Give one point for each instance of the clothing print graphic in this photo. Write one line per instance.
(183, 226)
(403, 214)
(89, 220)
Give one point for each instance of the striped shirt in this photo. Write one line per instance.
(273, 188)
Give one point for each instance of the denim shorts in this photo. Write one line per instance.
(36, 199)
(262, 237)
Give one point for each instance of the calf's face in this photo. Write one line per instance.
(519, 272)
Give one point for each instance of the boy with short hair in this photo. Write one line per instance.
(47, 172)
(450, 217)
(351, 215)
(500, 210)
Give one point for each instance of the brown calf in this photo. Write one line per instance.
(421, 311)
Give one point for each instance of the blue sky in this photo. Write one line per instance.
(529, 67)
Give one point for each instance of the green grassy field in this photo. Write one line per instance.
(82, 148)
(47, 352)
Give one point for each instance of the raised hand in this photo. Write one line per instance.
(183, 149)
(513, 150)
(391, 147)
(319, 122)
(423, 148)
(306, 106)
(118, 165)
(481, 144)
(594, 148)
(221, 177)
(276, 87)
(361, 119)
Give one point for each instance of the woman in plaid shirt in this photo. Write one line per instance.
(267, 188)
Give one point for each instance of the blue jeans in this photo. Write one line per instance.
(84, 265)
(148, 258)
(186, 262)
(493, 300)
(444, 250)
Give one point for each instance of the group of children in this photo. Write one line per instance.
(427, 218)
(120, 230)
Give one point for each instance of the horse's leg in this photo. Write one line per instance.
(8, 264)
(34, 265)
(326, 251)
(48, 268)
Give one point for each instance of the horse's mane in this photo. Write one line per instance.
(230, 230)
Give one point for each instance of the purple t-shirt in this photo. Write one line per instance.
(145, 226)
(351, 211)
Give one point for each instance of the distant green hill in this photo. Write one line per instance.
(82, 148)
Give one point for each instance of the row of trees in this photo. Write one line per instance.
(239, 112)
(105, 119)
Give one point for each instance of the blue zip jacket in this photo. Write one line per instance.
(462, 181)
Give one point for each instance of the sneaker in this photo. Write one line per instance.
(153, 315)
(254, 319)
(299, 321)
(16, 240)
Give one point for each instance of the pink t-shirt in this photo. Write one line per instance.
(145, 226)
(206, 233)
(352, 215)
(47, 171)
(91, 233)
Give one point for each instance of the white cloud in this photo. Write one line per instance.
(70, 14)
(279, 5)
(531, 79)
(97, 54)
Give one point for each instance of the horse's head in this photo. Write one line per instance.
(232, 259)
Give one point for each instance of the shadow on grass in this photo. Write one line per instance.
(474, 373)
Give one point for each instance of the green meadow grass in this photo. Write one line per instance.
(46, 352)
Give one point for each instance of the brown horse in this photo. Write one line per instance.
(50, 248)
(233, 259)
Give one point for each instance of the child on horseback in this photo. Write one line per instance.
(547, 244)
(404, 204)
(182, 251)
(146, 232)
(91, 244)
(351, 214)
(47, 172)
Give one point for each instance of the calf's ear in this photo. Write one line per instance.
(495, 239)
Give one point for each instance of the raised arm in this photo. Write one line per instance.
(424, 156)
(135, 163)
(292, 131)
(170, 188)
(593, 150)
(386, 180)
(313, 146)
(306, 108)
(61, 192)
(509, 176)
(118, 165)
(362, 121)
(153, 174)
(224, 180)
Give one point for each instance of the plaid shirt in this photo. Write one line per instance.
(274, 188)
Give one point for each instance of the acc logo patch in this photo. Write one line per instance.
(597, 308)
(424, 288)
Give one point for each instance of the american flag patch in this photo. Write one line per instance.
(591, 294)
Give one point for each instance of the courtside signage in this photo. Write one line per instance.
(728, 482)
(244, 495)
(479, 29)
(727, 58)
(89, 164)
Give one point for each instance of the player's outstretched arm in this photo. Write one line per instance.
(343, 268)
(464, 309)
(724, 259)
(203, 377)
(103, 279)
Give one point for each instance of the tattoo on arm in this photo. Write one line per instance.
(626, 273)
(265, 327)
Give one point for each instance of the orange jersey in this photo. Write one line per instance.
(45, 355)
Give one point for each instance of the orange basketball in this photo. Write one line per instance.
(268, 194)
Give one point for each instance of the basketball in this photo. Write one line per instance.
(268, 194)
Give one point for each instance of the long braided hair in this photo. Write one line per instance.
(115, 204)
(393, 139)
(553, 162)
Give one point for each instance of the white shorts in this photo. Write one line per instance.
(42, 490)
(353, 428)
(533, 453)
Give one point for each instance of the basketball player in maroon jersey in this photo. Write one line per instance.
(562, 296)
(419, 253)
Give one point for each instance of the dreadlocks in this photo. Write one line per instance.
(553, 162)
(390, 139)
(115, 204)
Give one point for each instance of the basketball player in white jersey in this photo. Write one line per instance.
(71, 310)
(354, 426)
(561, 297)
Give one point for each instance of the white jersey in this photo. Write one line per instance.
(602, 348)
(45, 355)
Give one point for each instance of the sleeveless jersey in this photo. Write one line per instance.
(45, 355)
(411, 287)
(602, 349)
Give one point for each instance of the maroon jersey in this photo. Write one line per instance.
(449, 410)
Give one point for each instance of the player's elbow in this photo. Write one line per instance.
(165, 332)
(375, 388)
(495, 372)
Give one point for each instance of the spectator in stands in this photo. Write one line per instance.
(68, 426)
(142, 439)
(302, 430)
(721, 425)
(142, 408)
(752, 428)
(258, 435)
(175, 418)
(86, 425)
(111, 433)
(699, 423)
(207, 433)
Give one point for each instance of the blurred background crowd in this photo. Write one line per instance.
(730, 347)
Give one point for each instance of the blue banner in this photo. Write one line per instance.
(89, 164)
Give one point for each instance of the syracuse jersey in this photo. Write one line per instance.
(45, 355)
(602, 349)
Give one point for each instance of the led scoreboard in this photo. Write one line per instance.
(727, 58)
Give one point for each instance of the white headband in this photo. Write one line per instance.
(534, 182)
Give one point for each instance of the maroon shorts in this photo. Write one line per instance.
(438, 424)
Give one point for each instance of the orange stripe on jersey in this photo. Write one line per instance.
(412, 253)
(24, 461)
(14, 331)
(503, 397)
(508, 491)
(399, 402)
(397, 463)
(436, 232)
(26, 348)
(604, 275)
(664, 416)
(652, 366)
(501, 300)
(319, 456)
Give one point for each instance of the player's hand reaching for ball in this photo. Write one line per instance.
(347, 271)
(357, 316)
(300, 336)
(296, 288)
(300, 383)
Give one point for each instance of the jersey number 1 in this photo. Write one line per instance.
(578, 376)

┄┄┄┄┄┄┄┄┄┄

About this exercise:
Print the data again exactly.

Reply to the exercise:
Give one point for each instance of the clothing print graphic in this photo. Write one line per instance.
(183, 226)
(403, 214)
(89, 220)
Give one point for each instance of the striped shirt in this photo. Write one line per instance.
(273, 188)
Give one point for each instance of the denim shorts in this photo. Write one line per instance.
(36, 199)
(262, 237)
Give one point for each instance of the calf's face in this photo. Write one line per instance.
(519, 272)
Give one point for each instance of the boy with short hair in this photo. Write one line per instance.
(47, 172)
(450, 217)
(351, 215)
(500, 210)
Give one point for each instance of the brown calf in this photo. Write one line per instance.
(421, 311)
Give one point for each instance of the blue sky in this photo. Write one line per instance.
(529, 67)
Give one point for each instance of the green grassy field in this photo. Write one line per instance.
(82, 148)
(47, 352)
Give one point for each instance of the raised hand in this photo. Write one line per instance.
(183, 149)
(513, 150)
(391, 147)
(319, 122)
(423, 148)
(306, 106)
(118, 165)
(481, 144)
(594, 148)
(221, 177)
(276, 87)
(361, 119)
Give one point for each instance of the woman in plaid shirt in this photo. Write one line per instance.
(267, 188)
Give one point for each instance of the blue jeans in this photo. Write one line per instance.
(84, 265)
(148, 258)
(186, 262)
(493, 300)
(444, 250)
Give one point for each instance of the group of children in this photo. Write one line per instance.
(427, 218)
(120, 230)
Give one point for each instance of the horse's leg in this photo. Write one line per instance.
(8, 264)
(34, 265)
(326, 251)
(48, 268)
Give one point for each instance of the horse's mane in this photo. Write one line per instance.
(230, 230)
Give one point for each instance of the purple t-shirt in this photo. Write one line per instance.
(145, 226)
(351, 211)
Give one point for each instance of the distant green hill in this photo. Write one line per instance.
(82, 148)
Give one point for each instance of the row of trees in this photo. Write one line per instance.
(239, 112)
(105, 119)
Give one point for each instance of the blue zip jacket in this photo. Write one line per instance.
(462, 181)
Give one point for each instance of the sneaker in this photo. Write one line per instance.
(153, 315)
(254, 319)
(299, 321)
(16, 240)
Give one point for each instance of the pink t-shirt in this photo. Write one line per instance.
(145, 226)
(206, 233)
(352, 215)
(47, 171)
(91, 233)
Give one point for each instance of the white cloud in this photo. Write one line per instance.
(70, 14)
(279, 5)
(531, 79)
(97, 54)
Give one point for each instance of the horse's head in this photo. Write one line per instance.
(232, 259)
Give one point for each instance of the shadow on grass in this photo. Write one line per instance.
(474, 373)
Give one point for each instance of the green meadow grass in this photo. Write one line per instance.
(46, 352)
Give one point for each instance of the brown horse in this photo. Write one line per instance.
(50, 248)
(233, 259)
Give one point for each instance of the child on horseback in this photo. Write one line per instance.
(547, 244)
(404, 204)
(182, 251)
(146, 232)
(91, 244)
(351, 214)
(47, 172)
Give one point for each instance of the calf's ear in this photo. Write one line per instance.
(495, 239)
Give one point for each instance of the raised arm in this photo. Write one line per instance.
(424, 156)
(135, 163)
(292, 131)
(170, 188)
(593, 150)
(386, 180)
(313, 146)
(306, 108)
(61, 192)
(509, 176)
(118, 165)
(362, 121)
(153, 174)
(224, 180)
Give one point for each instance of the plaid shirt in this photo. Write one line per instance.
(274, 188)
Give one point for each instance of the acc logo patch in this photo. Write one line per instance.
(597, 308)
(424, 288)
Give one point for each instance of the american flag patch in this photo. Write one line per instance.
(591, 294)
Give one point for each instance of the courtside signage in this photo. Write one line per instance.
(728, 482)
(244, 495)
(479, 29)
(727, 58)
(89, 164)
Give one point for each instance of the player's outstretched arm in this photo. Write one line per instance.
(343, 268)
(464, 309)
(724, 259)
(203, 377)
(103, 279)
Give one point for each instance of the tattoo on arm in this photo. Write one line per instance.
(626, 273)
(265, 327)
Give one point for each instance of the orange jersey in this photo. Write one line per instance.
(45, 355)
Give one point for each instance of the orange basketball in this photo. Write one line per instance.
(268, 194)
Give one point for each instance of the basketball in this photo. Write one line per instance.
(268, 194)
Give one point for each instance of the long braided hair in this photo. Write one line per instance.
(115, 204)
(393, 139)
(553, 162)
Give one point for each instance of the white shorts in this photo. Write one line per instance.
(42, 490)
(353, 428)
(533, 453)
Give one point for each instance of the basketball player in maroon jersey in this photo. Write one line per instance.
(562, 296)
(419, 253)
Give one point for each instance of the dreadlocks in this photo. Write one line per instance.
(553, 162)
(390, 139)
(115, 204)
Give one point for each instance of the basketball player in white jersey in this photo. Write one line per instance.
(71, 310)
(354, 426)
(561, 297)
Give one point for each instance of the white jersey in this photo. Write one line per instance.
(602, 348)
(45, 355)
Give one point for each instance of the sleeveless jersey in this photo. Write one line per instance.
(45, 355)
(411, 287)
(602, 349)
Give one point for each instance of the maroon jersey in this photo. Write one line per instance.
(449, 410)
Give one point for each instance of the player's elbow in this photo. Write one line per instance.
(165, 332)
(375, 388)
(495, 372)
Give one point for each instance of the spectator in stands in this photo. Write one line per instance.
(68, 426)
(142, 439)
(302, 430)
(721, 425)
(142, 408)
(752, 428)
(258, 435)
(175, 418)
(86, 425)
(111, 433)
(699, 423)
(207, 433)
Give one point for each instance of the blurred background crowd in this photo. Write one line per instance.
(730, 347)
Give one point for each instance of the blue banner in this photo. Write one line per instance.
(89, 164)
Give one point for each instance of the syracuse jersey in this photo. Write one line per instance.
(45, 355)
(602, 349)
Give one point for each instance of the led scoreboard in this photo. Write one line per instance.
(727, 58)
Give one point for each instance of the white headband in this photo. Write one line per instance.
(534, 182)
Give one point for each instance of the maroon shorts in this photo. Write one line per instance.
(438, 424)
Give one point for each instance of the orange stripe on jersey in this photo. Write one line per instance.
(412, 253)
(24, 461)
(14, 331)
(503, 397)
(508, 491)
(399, 402)
(397, 463)
(436, 232)
(26, 348)
(604, 275)
(664, 416)
(652, 366)
(501, 300)
(319, 456)
Give one point for each instance of the player's hand reaching for ball in this photo. Write one line per instance.
(347, 271)
(357, 316)
(300, 336)
(296, 288)
(300, 383)
Give one point for each instance of the jersey number 1 in this photo. Write one line per instance.
(578, 376)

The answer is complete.